練習問題.
a - 物流施設市場の記事をもとに、次の問いに答えよ。
(i) 4~6月期の新規供給量は何棟か。
(ii) 期末の坪当たり平均月額賃料(共益費含む)はいくらか。
(iii) 調査対象の物流施設は何年以降に完成したものか。
b - 物流施設市場の記事のうち、「調査は東京、神奈川、千葉、埼」を含む語句で始まり「ント下がって1・3%だった。」で終わる部分を、「八王子市」を「立川市」に置き換えて書き直してください。

JLL調査、4~6月空室率は0・9%と依然低水準
JLL(ジョーンズ ラング ラサール)が8月26日発表した2021年第2四半期(4~6月)の東京圏における物流施設市場動向の調査結果によると、賃貸施設の期末平均空室率は0・9%で、前期(21年第1四半期、1~3月)から0・1ポイント低下した。前年同期比では0・2ポイント上昇した。
7四半期連続して1%を割り込んでおり、湾岸エリアを中心に空室が極めて少ない状態が続いている。新型コロナウイルスの感染拡大でも先進的な物流施設への需要は引き続き旺盛とみられる。
4~6月期の新規供給量は6棟、54万9000平方メートルで、ストックは前期比4%、前年同期比では12%拡大した。需要に関しては4~6月期のネットアブゾープション(純増分)が55万5000平方メートルに及び、21年上半期では78万9000平方メートルとなった。
期末の坪当たり平均月額賃料(共益費含む)は4403円で、前期から0・2%、前年同期からも1・1%上昇した。前期比で3四半期続けて上がった。
JLLは今後の賃貸物流施設市場に関し「需要は堅調と予想されることから、賃料は比較的、安定して推移する見通し。ただし、過去最高の新規供給量を鑑みると、一部の内陸エリアでは賃料は横ばいで推移するとみられる」と展望している。
調査は東京、神奈川、千葉、埼玉の各都道府県と茨城県の南西部が対象。2000年以降に完成した延べ床面積5万平方メートル以上の先進的物流施設の稼働状況を集計した。
エリア別の空室率は、東京湾岸の「ベイエリア」(東京・大田区、江東区、横浜市、千葉県市川市など)が前期と同じ0・0%で、空室がない状態が継続。「内陸エリア」(東京都八王子市、神奈川県厚木市、千葉県柏市、埼玉県川島町など)は0・1ポイント下がって1・3%だった。
ロジスティクス(物流施設)への投資総額は前年同期比66・1%減の368億円、21年上半期は69・7%減の1442億円だった。JLLは投資市場について「投資家の関心の高さを背景に、投資利回りは一層の低下余地があるとみられ、価格はこれを反映して緩やかに上昇する見通し」との見方を示している。

記録データ.
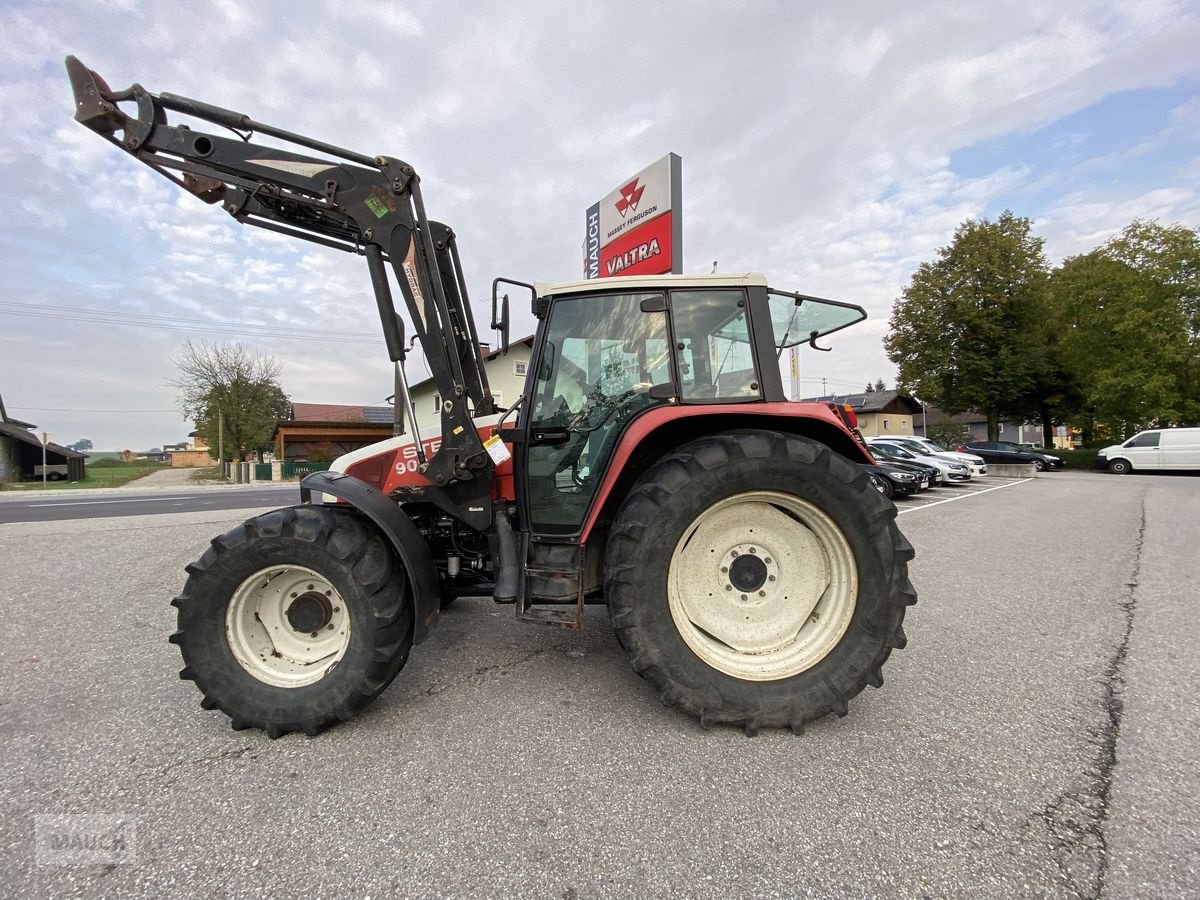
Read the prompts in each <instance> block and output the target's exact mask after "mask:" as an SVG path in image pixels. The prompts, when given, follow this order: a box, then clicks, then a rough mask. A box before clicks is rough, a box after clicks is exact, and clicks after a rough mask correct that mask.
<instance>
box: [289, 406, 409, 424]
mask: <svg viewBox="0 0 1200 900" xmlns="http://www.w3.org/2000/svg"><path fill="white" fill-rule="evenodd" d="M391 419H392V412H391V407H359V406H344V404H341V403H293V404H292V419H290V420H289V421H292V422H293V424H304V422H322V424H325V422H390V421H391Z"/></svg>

解答.
a -
(i) 6棟
(ii) 4403円
(iii) 2000年以降

b -
調査は東京、神奈川、千葉、埼玉の各都道府県と茨城県の南西部が対象。2000年以降に完成した延べ床面積5万平方メートル以上の先進的物流施設の稼働状況を集計した。
エリア別の空室率は、東京湾岸の「ベイエリア」(東京・大田区、江東区、横浜市、千葉県市川市など)が前期と同じ0・0%で、空室がない状態が継続。「内陸エリア」(東京都立川市、神奈川県厚木市、千葉県柏市、埼玉県川島町など)は0・1ポイント下がって1・3%だった。